## TASK OBJECTIVE
Output all of the entries below precisely as written.

[Start of section]

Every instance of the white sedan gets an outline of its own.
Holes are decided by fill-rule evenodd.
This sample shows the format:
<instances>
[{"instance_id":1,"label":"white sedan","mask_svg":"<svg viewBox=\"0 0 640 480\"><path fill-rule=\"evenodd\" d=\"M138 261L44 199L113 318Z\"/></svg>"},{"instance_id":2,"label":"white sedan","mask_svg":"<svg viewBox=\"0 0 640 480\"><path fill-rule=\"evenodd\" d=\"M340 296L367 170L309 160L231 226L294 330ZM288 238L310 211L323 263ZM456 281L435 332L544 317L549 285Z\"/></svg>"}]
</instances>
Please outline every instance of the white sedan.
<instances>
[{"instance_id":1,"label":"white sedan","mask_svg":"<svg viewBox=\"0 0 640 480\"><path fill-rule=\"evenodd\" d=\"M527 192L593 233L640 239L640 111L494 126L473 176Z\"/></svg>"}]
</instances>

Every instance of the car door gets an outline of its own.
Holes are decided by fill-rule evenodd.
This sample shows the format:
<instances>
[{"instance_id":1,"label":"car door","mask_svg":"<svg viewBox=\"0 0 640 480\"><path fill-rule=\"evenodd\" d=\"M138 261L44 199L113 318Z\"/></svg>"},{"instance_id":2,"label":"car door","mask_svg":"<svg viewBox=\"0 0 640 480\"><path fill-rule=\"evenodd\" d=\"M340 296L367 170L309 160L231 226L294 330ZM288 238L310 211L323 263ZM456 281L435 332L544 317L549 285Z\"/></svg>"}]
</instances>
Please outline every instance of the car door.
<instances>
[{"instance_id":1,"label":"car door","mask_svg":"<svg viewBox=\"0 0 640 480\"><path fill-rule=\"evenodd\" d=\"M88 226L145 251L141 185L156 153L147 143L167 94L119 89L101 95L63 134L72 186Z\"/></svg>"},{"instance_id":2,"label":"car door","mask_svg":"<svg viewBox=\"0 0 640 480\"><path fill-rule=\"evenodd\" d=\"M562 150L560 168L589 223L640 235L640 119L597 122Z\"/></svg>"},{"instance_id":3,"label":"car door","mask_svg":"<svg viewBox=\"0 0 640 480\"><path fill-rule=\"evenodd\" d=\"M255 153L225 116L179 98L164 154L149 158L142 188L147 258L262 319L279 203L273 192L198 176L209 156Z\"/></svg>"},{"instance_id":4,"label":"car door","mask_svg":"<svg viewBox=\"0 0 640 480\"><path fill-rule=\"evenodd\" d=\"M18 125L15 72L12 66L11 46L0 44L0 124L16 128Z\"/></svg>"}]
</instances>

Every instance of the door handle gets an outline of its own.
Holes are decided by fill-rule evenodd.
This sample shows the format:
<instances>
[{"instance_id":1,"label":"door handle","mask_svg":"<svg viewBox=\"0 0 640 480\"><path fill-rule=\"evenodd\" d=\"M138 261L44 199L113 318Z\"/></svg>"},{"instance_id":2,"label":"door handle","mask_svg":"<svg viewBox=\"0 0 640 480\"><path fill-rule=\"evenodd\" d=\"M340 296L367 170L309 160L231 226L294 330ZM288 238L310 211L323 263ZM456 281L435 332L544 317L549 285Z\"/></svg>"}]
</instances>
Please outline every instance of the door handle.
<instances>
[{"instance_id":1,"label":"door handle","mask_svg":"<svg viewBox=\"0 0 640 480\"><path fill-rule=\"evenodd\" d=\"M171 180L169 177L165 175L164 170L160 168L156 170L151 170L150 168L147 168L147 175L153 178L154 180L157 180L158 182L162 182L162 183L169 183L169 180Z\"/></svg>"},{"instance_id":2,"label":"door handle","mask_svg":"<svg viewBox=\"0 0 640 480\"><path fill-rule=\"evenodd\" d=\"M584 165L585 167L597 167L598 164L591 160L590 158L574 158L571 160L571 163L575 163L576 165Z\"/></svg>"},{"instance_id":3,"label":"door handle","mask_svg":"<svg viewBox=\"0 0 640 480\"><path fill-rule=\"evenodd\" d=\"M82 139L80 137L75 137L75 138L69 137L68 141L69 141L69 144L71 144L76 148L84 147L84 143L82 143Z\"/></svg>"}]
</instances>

[End of section]

## RESPONSE
Every instance of the white sedan gets an outline of its own.
Holes are decided by fill-rule evenodd.
This sample shows the format:
<instances>
[{"instance_id":1,"label":"white sedan","mask_svg":"<svg viewBox=\"0 0 640 480\"><path fill-rule=\"evenodd\" d=\"M138 261L44 199L113 318Z\"/></svg>"},{"instance_id":2,"label":"white sedan","mask_svg":"<svg viewBox=\"0 0 640 480\"><path fill-rule=\"evenodd\" d=\"M340 296L367 170L309 160L231 226L294 330ZM288 238L310 211L323 263ZM456 281L435 332L544 317L549 285Z\"/></svg>"}]
</instances>
Please outline every instance of the white sedan.
<instances>
[{"instance_id":1,"label":"white sedan","mask_svg":"<svg viewBox=\"0 0 640 480\"><path fill-rule=\"evenodd\" d=\"M527 192L593 233L640 239L640 111L494 126L473 176Z\"/></svg>"}]
</instances>

Every instance of the car door gets an outline of its own.
Holes are decided by fill-rule evenodd.
This sample shows the format:
<instances>
[{"instance_id":1,"label":"car door","mask_svg":"<svg viewBox=\"0 0 640 480\"><path fill-rule=\"evenodd\" d=\"M138 261L44 199L113 318Z\"/></svg>"},{"instance_id":2,"label":"car door","mask_svg":"<svg viewBox=\"0 0 640 480\"><path fill-rule=\"evenodd\" d=\"M340 296L367 170L309 160L231 226L294 330ZM288 238L310 211L323 263ZM456 281L435 332L544 317L549 285Z\"/></svg>"}]
</instances>
Please outline every instance of the car door.
<instances>
[{"instance_id":1,"label":"car door","mask_svg":"<svg viewBox=\"0 0 640 480\"><path fill-rule=\"evenodd\" d=\"M88 226L145 251L141 185L156 153L147 143L167 94L119 89L101 95L63 134L72 186Z\"/></svg>"},{"instance_id":2,"label":"car door","mask_svg":"<svg viewBox=\"0 0 640 480\"><path fill-rule=\"evenodd\" d=\"M562 150L560 168L589 223L640 235L640 119L597 122Z\"/></svg>"},{"instance_id":3,"label":"car door","mask_svg":"<svg viewBox=\"0 0 640 480\"><path fill-rule=\"evenodd\" d=\"M255 153L225 116L179 98L164 154L149 158L142 188L147 258L262 319L279 203L273 192L198 176L209 156Z\"/></svg>"},{"instance_id":4,"label":"car door","mask_svg":"<svg viewBox=\"0 0 640 480\"><path fill-rule=\"evenodd\" d=\"M18 125L15 72L12 66L11 46L0 44L0 124L16 128Z\"/></svg>"}]
</instances>

Every instance of the door handle gets an outline of its own.
Holes are decided by fill-rule evenodd.
This sample shows the format:
<instances>
[{"instance_id":1,"label":"door handle","mask_svg":"<svg viewBox=\"0 0 640 480\"><path fill-rule=\"evenodd\" d=\"M138 261L44 199L113 318Z\"/></svg>"},{"instance_id":2,"label":"door handle","mask_svg":"<svg viewBox=\"0 0 640 480\"><path fill-rule=\"evenodd\" d=\"M340 296L367 170L309 160L231 226L294 330ZM288 238L310 211L323 263ZM456 281L435 332L544 317L549 285Z\"/></svg>"}]
</instances>
Please outline every instance of the door handle.
<instances>
[{"instance_id":1,"label":"door handle","mask_svg":"<svg viewBox=\"0 0 640 480\"><path fill-rule=\"evenodd\" d=\"M171 180L169 177L165 175L164 170L160 168L156 170L151 170L150 168L147 168L147 175L153 178L154 180L157 180L158 182L162 182L162 183L169 183L169 180Z\"/></svg>"},{"instance_id":2,"label":"door handle","mask_svg":"<svg viewBox=\"0 0 640 480\"><path fill-rule=\"evenodd\" d=\"M584 165L585 167L597 167L598 164L591 160L590 158L574 158L571 160L571 163L575 163L576 165Z\"/></svg>"},{"instance_id":3,"label":"door handle","mask_svg":"<svg viewBox=\"0 0 640 480\"><path fill-rule=\"evenodd\" d=\"M82 139L80 137L75 137L75 138L69 137L68 141L69 141L69 144L71 144L76 148L84 147L84 143L82 143Z\"/></svg>"}]
</instances>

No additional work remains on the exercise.